TASK STATEMENT =
Rewrite the listing below, replacing "Habitat-count request" with "Point-annotation request" everywhere and changing nothing else. Leave the pictures out of your version.

[Records excerpted from a collection]
┄┄┄┄┄┄
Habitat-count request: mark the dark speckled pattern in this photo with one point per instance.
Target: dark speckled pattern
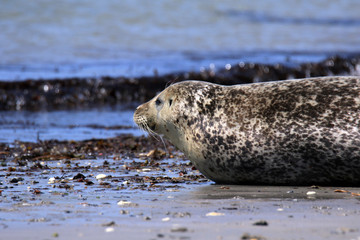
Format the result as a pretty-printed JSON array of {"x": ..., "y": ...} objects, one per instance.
[{"x": 296, "y": 132}]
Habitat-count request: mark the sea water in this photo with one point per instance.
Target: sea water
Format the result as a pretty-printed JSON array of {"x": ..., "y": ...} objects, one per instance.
[{"x": 90, "y": 38}]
┄┄┄┄┄┄
THE OUTPUT =
Point-annotation request: mark the dark speckled pattern in this photo with one point per instance.
Target: dark speckled pattern
Format the result as a pretty-printed JSON array of {"x": ..., "y": ...} objects, one per instance.
[{"x": 296, "y": 132}]
Point-annotation request: mark the sea water in this photo with one point per instance.
Target: sea water
Format the result as a pretty-printed JSON array of {"x": ..., "y": ...} objects, one per instance.
[{"x": 90, "y": 38}]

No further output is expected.